▸ **EXCERPTED PASSAGE**
↓↓↓

Thursday, November 12, 2009
Three Movie Reviews for Literary Night
Firstly, SAINT RALPH is a wonderful, wonderful movie, even when I had to watch certain scenes over and over and skim to the ending. The story of a 14-year-old fatherless boy whose mother is in the hospital, Ralph gets the nutty idea that, if he can win the Boston Marathon (he's never run before), it will be the miracle that gets his mother to come out of her coma. In his way are the head priest of his Catholic school and his own misadventures on and off the track. Set in the '50s, you wouldn't think it would garner a PG-13 rating, but Ralph is, after all, fourteen, and he's plagued by problems that plague adolescent boys (you figure it out).
MOCKINGBIRD needs no introduction or review here. Gregory Peck as Atticus is so very admirable that you wonder why no single lady in his Alabama town swooped in to snatch him up after his wife died, kids or no kids. I did wonder how many takes they had to do of Scout rolling in the tire because, had I been her, I would have thrown up.

↑↑↑

▸ **WORK ORDER A**
Reproduce the stretch of the movie reviews from "Thursday, November 12, 2009" through "figure it out).".
▸ **WORK ORDER B**
In the movie reviews, which race does Ralph believe he must win to bring about a miracle for his mother?

▸ **GIVEN RECORDS**
↓↓↓

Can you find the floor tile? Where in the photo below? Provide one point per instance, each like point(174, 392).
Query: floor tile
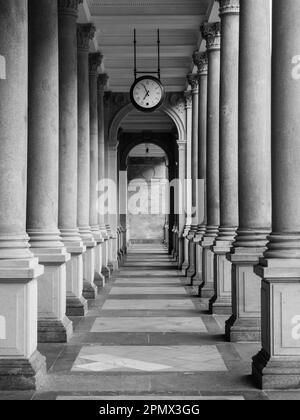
point(149, 359)
point(150, 324)
point(148, 304)
point(158, 290)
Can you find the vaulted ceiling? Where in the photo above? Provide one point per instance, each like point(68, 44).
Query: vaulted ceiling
point(178, 20)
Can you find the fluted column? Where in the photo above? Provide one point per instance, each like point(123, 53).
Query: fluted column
point(21, 366)
point(229, 218)
point(211, 32)
point(68, 154)
point(182, 149)
point(277, 366)
point(194, 82)
point(113, 215)
point(201, 61)
point(43, 155)
point(102, 82)
point(188, 177)
point(85, 33)
point(95, 61)
point(254, 170)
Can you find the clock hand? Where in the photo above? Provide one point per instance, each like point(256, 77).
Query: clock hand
point(147, 94)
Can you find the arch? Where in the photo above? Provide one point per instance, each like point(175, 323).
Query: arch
point(123, 112)
point(131, 143)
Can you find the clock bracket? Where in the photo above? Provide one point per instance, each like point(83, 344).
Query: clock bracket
point(136, 71)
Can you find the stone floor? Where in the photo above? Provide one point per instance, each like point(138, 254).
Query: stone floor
point(147, 336)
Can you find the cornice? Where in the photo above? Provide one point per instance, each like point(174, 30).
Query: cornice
point(69, 7)
point(102, 82)
point(193, 81)
point(85, 33)
point(231, 7)
point(211, 32)
point(95, 61)
point(201, 61)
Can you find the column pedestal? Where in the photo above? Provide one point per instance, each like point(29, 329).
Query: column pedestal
point(191, 271)
point(221, 304)
point(277, 366)
point(245, 323)
point(89, 261)
point(53, 325)
point(22, 367)
point(185, 264)
point(207, 290)
point(76, 303)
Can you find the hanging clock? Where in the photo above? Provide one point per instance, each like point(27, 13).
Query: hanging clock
point(147, 94)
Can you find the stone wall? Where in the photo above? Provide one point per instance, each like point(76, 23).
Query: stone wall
point(146, 216)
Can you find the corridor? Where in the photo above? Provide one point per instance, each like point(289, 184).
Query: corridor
point(143, 337)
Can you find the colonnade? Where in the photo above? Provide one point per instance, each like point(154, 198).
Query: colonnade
point(246, 259)
point(239, 242)
point(55, 246)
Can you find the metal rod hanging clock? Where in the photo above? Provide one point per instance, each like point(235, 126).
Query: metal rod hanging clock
point(147, 92)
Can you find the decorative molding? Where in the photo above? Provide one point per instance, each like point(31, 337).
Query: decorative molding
point(229, 7)
point(193, 81)
point(201, 61)
point(188, 99)
point(95, 61)
point(102, 81)
point(85, 33)
point(69, 7)
point(211, 32)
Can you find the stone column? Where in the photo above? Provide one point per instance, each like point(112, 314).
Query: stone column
point(43, 155)
point(211, 32)
point(21, 366)
point(68, 154)
point(254, 170)
point(113, 204)
point(95, 61)
point(229, 218)
point(277, 366)
point(188, 176)
point(193, 81)
point(102, 82)
point(182, 149)
point(201, 61)
point(85, 33)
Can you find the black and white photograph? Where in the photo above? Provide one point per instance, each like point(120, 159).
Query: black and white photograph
point(149, 203)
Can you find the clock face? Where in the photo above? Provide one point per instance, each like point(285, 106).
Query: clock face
point(147, 94)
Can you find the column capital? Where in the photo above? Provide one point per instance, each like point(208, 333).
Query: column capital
point(103, 79)
point(95, 61)
point(85, 34)
point(211, 32)
point(201, 61)
point(188, 99)
point(193, 81)
point(68, 7)
point(231, 7)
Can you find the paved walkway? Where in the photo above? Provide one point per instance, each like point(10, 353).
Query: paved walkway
point(148, 336)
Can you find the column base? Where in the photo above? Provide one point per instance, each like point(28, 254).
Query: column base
point(54, 330)
point(243, 330)
point(22, 374)
point(106, 273)
point(89, 291)
point(221, 306)
point(207, 291)
point(99, 280)
point(275, 373)
point(76, 306)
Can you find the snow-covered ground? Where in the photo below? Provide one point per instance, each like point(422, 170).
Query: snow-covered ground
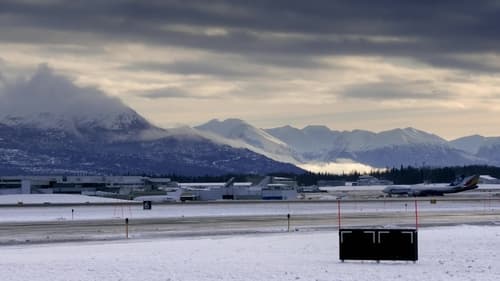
point(101, 212)
point(53, 199)
point(445, 253)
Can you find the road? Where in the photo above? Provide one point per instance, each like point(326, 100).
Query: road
point(207, 219)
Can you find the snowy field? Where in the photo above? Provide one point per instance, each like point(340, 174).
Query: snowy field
point(54, 198)
point(445, 253)
point(135, 211)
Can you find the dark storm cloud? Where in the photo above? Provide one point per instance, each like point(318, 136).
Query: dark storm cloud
point(422, 30)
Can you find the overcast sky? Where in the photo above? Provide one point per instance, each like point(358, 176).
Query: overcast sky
point(375, 65)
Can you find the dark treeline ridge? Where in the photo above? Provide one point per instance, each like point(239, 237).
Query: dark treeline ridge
point(402, 175)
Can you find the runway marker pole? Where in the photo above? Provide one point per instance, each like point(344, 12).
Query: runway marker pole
point(288, 217)
point(126, 228)
point(416, 215)
point(338, 212)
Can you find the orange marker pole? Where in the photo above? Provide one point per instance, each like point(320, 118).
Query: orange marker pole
point(338, 212)
point(416, 215)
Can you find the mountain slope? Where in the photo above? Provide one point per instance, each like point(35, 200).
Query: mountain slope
point(48, 125)
point(239, 133)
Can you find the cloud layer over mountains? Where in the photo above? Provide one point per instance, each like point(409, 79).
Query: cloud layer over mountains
point(47, 92)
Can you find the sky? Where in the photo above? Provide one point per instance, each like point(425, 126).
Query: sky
point(374, 65)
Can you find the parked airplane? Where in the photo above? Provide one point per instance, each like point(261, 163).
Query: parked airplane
point(458, 185)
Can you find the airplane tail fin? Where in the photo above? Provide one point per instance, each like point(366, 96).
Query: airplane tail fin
point(468, 183)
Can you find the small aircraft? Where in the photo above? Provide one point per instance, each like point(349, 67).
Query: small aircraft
point(458, 185)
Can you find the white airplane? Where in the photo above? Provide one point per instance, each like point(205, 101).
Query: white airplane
point(458, 185)
point(172, 195)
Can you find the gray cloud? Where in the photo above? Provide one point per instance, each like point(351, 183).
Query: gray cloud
point(395, 90)
point(220, 68)
point(422, 30)
point(47, 92)
point(171, 92)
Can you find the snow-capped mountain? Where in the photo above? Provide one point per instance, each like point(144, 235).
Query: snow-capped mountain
point(484, 147)
point(49, 125)
point(239, 133)
point(320, 145)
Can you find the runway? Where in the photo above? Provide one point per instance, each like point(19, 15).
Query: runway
point(172, 220)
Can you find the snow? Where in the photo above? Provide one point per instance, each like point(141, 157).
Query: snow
point(220, 209)
point(53, 199)
point(445, 253)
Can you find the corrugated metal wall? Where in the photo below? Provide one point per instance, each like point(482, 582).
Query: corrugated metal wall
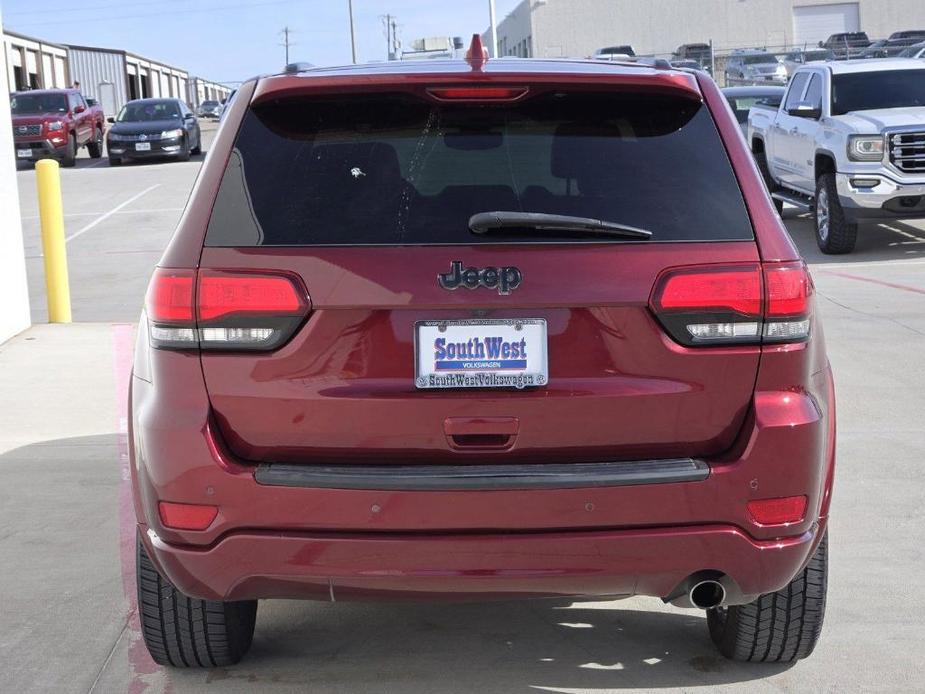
point(95, 68)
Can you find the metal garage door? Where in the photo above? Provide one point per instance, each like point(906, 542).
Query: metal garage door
point(816, 23)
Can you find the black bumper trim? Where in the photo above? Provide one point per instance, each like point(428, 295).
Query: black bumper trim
point(482, 477)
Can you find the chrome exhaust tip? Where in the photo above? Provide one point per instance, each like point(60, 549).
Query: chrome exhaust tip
point(707, 594)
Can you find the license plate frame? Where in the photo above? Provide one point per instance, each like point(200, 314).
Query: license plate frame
point(508, 370)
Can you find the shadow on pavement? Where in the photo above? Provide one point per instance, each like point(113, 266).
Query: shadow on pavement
point(506, 646)
point(887, 240)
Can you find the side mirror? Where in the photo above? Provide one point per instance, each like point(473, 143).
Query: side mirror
point(805, 110)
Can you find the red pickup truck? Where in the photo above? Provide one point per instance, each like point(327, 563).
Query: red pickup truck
point(55, 123)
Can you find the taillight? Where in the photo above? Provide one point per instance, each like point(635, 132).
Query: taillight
point(734, 304)
point(224, 309)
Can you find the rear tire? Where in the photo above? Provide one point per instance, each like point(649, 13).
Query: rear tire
point(778, 627)
point(70, 154)
point(761, 159)
point(95, 147)
point(180, 631)
point(834, 233)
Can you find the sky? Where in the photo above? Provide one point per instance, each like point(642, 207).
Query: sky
point(232, 40)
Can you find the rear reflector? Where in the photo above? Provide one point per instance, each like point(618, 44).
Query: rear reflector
point(224, 310)
point(170, 296)
point(734, 304)
point(478, 93)
point(224, 294)
point(186, 516)
point(788, 509)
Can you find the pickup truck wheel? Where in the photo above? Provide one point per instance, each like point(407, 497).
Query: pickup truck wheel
point(70, 154)
point(778, 627)
point(834, 234)
point(95, 146)
point(761, 160)
point(186, 632)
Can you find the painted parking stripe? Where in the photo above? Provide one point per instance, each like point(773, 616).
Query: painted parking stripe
point(107, 215)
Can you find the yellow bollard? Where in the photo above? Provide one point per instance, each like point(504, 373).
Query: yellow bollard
point(48, 180)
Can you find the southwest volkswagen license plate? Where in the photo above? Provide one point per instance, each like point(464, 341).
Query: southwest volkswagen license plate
point(497, 353)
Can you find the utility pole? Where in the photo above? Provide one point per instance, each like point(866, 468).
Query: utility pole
point(493, 46)
point(286, 42)
point(353, 42)
point(387, 21)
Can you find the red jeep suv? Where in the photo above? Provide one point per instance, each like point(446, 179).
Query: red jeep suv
point(481, 329)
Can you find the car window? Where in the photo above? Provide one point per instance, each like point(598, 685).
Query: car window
point(795, 93)
point(865, 91)
point(397, 169)
point(137, 112)
point(814, 91)
point(26, 104)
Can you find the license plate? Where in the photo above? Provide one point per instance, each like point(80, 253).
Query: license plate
point(495, 353)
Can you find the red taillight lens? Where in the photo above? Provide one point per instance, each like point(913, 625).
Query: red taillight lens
point(186, 516)
point(224, 310)
point(170, 296)
point(477, 93)
point(706, 289)
point(781, 511)
point(789, 288)
point(225, 294)
point(748, 304)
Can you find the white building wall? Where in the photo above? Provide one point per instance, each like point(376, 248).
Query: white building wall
point(576, 28)
point(14, 309)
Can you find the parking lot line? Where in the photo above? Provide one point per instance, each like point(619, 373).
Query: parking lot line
point(882, 283)
point(111, 212)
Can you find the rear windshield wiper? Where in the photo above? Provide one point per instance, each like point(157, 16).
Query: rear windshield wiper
point(488, 222)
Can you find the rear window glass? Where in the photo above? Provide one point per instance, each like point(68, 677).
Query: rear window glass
point(396, 169)
point(868, 91)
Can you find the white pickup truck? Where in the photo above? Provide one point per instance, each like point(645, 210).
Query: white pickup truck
point(848, 143)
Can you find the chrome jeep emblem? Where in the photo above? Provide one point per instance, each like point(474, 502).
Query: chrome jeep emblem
point(505, 279)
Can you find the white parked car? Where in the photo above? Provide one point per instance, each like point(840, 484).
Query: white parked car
point(848, 142)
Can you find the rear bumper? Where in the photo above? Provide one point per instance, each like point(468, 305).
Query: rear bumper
point(653, 562)
point(641, 539)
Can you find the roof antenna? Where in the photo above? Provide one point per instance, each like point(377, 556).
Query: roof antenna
point(477, 54)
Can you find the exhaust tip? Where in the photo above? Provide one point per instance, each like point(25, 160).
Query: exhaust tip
point(707, 594)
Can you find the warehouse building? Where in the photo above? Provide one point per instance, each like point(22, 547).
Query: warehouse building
point(113, 76)
point(34, 64)
point(577, 28)
point(203, 90)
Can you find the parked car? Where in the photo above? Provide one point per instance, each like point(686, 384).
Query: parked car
point(754, 66)
point(795, 59)
point(624, 52)
point(916, 50)
point(918, 34)
point(55, 124)
point(743, 99)
point(701, 52)
point(366, 373)
point(849, 143)
point(209, 109)
point(847, 44)
point(153, 128)
point(890, 48)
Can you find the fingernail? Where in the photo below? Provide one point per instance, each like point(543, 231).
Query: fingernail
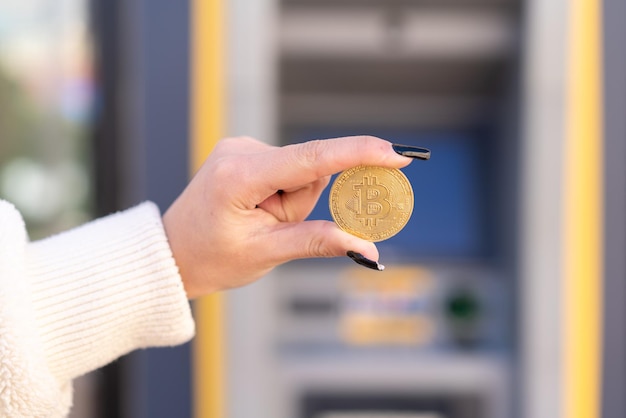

↑↑↑

▸ **EXPECTED ANSWER A**
Thursday, November 12, 2009
Three Movie Reviews for Literary Night
Firstly, SAINT RALPH is a wonderful, wonderful movie, even when I had to watch certain scenes over and over and skim to the ending. The story of a 14-year-old fatherless boy whose mother is in the hospital, Ralph gets the nutty idea that, if he can win the Boston Marathon (he's never run before), it will be the miracle that gets his mother to come out of her coma. In his way are the head priest of his Catholic school and his own misadventures on and off the track. Set in the '50s, you wouldn't think it would garner a PG-13 rating, but Ralph is, after all, fourteen, and he's plagued by problems that plague adolescent boys (you figure it out).

▸ **EXPECTED ANSWER B**
The Boston Marathon.